Exercícios ::
a) Segundo o texto sobre as cartas de Kafka, quantas cartas ele escreveu, mais ou menos?
b) As frases a seguir estão de acordo com o texto sobre as cartas de Kafka? Responda sim ou não para cada uma e copie as palavras do texto que decidem a resposta.
(i) O volume final da Edição Crítica de Cartas vai sair pela editora S. Fischer.
(ii) Pesquisadores e público já concordam que as cartas fazem parte do acervo literário de Kafka.
(iii) O volume final da Edição Crítica de Cartas sai no primeiro semestre de 2024.
c) Dê continuidade ao texto sobre as cartas de Kafka a partir do ponto em que ele termina.

Texto fornecido ::
Pesquisadores e o público em geral ainda discordam quanto ao fato de as cerca de 1500 cartas escritas por Kafka fazerem ou não parte de seu acervo literário. É muito incomum que um autor, mesmo em suas comunicações mais privadas, se mova em um nível de expressão e inventividade linguística que não seja de forma alguma inferior àquele de suas obras. No segundo semestre de 2024, o tão aguardado volume final da Edição Crítica de Cartas será publicado na Alemanha pela editora S. Fischer, e então esse segmento de textos também estará totalmente acessível. Sessões de leitura e outros eventos envolvendo a obra em cartas poderão ajudar a apresentar, também a leitores menos experientes, a linguagem de Kafka, bem como sua forma metafórica de pensamento e seu senso de comicidade.

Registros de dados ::
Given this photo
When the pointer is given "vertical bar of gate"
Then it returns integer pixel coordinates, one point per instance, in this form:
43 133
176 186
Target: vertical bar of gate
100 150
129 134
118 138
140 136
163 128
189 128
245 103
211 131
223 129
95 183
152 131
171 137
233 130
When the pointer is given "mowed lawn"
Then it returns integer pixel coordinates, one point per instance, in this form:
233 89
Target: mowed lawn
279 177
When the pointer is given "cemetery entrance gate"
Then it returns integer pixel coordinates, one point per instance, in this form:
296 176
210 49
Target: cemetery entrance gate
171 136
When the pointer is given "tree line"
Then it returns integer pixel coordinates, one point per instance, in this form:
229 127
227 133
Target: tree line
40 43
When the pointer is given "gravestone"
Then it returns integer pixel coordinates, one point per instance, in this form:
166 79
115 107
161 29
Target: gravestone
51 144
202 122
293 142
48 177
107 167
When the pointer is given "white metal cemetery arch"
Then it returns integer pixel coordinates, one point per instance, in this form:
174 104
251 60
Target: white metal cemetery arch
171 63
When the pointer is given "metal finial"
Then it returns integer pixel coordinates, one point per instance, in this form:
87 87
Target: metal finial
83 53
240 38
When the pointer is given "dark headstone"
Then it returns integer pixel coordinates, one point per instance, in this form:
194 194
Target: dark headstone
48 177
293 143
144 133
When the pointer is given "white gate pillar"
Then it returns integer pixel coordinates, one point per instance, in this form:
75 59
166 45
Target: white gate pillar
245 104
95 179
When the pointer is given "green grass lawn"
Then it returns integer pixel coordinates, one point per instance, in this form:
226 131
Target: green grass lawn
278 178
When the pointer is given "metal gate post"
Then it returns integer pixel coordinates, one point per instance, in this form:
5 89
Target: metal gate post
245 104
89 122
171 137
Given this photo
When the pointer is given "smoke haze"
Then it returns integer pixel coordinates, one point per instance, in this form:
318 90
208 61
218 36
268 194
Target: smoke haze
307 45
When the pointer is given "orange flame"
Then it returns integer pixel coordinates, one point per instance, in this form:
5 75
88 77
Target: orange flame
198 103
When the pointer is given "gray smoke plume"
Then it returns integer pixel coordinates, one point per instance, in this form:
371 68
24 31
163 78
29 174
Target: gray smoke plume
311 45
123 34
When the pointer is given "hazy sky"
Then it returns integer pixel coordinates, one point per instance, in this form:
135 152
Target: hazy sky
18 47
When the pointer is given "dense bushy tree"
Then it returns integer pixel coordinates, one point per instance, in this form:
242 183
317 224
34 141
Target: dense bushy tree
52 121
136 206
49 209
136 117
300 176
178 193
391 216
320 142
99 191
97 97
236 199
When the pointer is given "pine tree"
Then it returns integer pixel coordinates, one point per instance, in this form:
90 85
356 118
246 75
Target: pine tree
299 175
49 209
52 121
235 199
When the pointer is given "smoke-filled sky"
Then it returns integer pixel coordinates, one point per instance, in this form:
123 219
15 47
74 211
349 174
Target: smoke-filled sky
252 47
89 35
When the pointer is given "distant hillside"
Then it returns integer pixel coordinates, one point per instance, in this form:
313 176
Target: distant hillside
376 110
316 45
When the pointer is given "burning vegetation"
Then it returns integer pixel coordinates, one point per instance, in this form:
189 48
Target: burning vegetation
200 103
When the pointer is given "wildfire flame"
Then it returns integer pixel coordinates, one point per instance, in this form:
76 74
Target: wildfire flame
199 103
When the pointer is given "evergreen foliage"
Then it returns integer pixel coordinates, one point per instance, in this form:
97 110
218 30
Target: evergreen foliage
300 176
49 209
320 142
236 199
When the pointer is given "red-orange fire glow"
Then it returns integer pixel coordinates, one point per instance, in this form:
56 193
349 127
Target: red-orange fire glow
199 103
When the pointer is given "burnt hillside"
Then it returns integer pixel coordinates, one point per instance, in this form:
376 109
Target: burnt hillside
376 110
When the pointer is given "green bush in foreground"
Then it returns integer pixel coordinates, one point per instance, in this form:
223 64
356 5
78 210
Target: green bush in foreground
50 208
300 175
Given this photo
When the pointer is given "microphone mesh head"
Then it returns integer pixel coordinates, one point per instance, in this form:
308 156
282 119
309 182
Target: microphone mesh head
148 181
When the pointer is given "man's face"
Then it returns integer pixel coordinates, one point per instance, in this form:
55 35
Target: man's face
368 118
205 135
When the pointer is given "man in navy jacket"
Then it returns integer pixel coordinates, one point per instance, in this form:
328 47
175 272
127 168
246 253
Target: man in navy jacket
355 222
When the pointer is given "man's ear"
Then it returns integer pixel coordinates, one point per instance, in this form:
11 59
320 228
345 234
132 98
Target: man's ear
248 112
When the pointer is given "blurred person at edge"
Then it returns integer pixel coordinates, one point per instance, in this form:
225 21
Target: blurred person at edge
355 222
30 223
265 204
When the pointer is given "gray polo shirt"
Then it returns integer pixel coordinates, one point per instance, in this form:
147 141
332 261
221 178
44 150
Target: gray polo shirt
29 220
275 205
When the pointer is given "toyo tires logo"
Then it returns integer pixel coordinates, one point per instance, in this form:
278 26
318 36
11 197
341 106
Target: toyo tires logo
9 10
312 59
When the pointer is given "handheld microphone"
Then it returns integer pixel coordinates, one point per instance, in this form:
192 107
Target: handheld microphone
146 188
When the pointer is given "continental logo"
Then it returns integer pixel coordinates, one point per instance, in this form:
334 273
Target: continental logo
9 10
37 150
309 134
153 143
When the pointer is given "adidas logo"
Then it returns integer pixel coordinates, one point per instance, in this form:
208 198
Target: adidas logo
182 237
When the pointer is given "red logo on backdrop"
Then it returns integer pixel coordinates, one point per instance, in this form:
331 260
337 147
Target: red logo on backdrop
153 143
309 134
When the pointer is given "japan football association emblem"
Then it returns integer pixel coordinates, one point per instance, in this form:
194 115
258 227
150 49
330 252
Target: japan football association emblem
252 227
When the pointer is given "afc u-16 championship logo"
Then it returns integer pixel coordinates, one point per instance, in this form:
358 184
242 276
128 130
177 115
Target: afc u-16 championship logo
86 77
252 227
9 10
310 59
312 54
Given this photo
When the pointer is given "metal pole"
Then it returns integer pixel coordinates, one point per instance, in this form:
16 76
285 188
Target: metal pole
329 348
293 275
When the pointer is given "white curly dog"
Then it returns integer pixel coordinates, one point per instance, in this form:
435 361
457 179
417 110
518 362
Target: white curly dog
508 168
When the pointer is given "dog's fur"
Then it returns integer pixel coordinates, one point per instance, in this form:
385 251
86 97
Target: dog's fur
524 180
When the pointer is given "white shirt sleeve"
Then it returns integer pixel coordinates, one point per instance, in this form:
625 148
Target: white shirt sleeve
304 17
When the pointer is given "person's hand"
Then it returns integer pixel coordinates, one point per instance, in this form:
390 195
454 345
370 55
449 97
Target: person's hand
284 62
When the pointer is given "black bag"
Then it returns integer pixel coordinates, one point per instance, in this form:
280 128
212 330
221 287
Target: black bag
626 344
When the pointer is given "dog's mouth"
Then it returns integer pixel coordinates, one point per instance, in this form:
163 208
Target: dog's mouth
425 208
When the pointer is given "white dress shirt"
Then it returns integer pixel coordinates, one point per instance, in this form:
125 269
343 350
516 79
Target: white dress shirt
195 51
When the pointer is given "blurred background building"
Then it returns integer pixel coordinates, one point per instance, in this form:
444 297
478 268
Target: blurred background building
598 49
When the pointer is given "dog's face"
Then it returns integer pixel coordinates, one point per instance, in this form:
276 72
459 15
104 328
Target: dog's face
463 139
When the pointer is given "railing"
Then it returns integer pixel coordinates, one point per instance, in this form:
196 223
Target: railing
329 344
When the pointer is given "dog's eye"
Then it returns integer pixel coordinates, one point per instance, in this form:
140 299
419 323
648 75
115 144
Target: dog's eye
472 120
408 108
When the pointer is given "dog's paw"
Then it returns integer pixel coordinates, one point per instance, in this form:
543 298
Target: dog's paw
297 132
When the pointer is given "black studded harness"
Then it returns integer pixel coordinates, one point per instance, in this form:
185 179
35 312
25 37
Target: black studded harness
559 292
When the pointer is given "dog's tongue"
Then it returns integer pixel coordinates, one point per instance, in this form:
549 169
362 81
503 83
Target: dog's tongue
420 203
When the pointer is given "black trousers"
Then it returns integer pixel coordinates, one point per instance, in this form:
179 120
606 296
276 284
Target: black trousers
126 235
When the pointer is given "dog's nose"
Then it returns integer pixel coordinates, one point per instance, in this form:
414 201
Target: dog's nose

Respostas do exercício ::
a) Cerca de 1500 cartas.

b)
(i) Sim: "será publicado na Alemanha pela editora S. Fischer".
(ii) Não: "ainda discordam quanto ao fato de as cerca de 1500 cartas escritas por Kafka fazerem ou não parte de seu acervo literário".
(iii) Não: "No segundo semestre de 2024".

c)
Kafka no palco

Hoje, lemos Kafka de maneira “mais literária” que gerações anteriores. Isso significa que o prazer estético frente a sua linguagem, suas ideias, seus paradoxos, suas imagens e narrativas surpreendentes desempenha um papel cada vez maior em comparação com o impulso de buscar imediatamente a interpretação correta. Isso levou logicamente a uma maior abertura para abordagens cada vez mais criativas das obras de Kafka, até mesmo para uma recepção quase caleidoscópica. Em primeiro lugar, é preciso citar o teatro. Embora Kafka nunca tenha escrito uma peça teatral sequer (ele não foi além das primeiras cenas em O guarda da cripta), seus textos são frequentemente levados ao palco, bem como suas narrativas e personagens visualizados em centenas de adaptações. Em 2015, Andreas Kriegenburg apresentou, por exemplo, uma encenação exemplar baseada em textos do acervo de Kafka (Uma gaiola foi em busca de um pássaro, Deutsches Theater, Berlim). Também em 2015 o ator Max Simonischek foi bem-sucedido ao transformar o conto A construção em um monólogo para o palco. O grupo Kafka Band, com o escritor Jaroslav Rudiš à frente, compôs músicas com textos dos romances de Kafka e integrou esse material a encenações teatrais (O castelo 2015, América 2017, O processo 2022).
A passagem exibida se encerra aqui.